• **Extracted records**:
=-=-=-=-=
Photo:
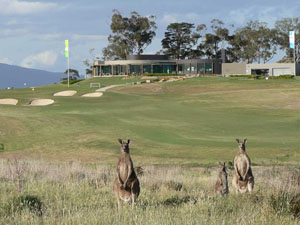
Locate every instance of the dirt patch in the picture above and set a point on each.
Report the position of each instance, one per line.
(295, 105)
(65, 93)
(93, 95)
(41, 102)
(8, 101)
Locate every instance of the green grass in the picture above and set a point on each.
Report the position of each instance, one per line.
(69, 193)
(191, 122)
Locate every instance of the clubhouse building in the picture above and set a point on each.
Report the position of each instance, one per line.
(152, 64)
(143, 64)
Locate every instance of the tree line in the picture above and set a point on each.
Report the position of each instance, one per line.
(255, 42)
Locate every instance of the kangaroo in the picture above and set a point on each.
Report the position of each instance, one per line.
(126, 185)
(221, 186)
(243, 178)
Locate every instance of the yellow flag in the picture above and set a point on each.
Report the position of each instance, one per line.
(66, 48)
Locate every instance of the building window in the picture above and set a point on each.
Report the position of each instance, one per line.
(187, 68)
(106, 70)
(157, 68)
(146, 68)
(208, 68)
(201, 68)
(169, 68)
(116, 70)
(180, 68)
(135, 69)
(123, 70)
=-=-=-=-=
• **Assignment**: The records above are to be restated exactly, without their pictures.

• **Result of this exercise**:
Photo:
Locate every instance of the dirt patch in the picture above and set a point on each.
Report the position of each instance, one per line.
(295, 105)
(65, 93)
(93, 95)
(41, 102)
(8, 101)
Locate every instance of the green grass in the picture above and set a point on each.
Report the position of each instance, one per line.
(69, 193)
(191, 122)
Locate every instance of the clubhouse building in the picture above and set a point on each.
Report the position of each instance, one per line.
(152, 64)
(143, 64)
Locate every instance of the tree line in the picture above and set a point on each.
Report the position of each instance, one per line.
(255, 42)
Locate every instance of the kangaroo in the picture above and set a point on each.
Report the position of each instance, one per line.
(126, 185)
(221, 186)
(243, 178)
Locate every instance of the yellow flag in the picture above and set a point on each.
Report the position of each instance, one per line.
(66, 48)
Locate every instance of the building window in the picture above and set a point on each.
Report the position of each instance, one per line.
(187, 68)
(106, 70)
(157, 68)
(146, 68)
(208, 68)
(201, 68)
(169, 68)
(116, 70)
(180, 68)
(135, 69)
(123, 70)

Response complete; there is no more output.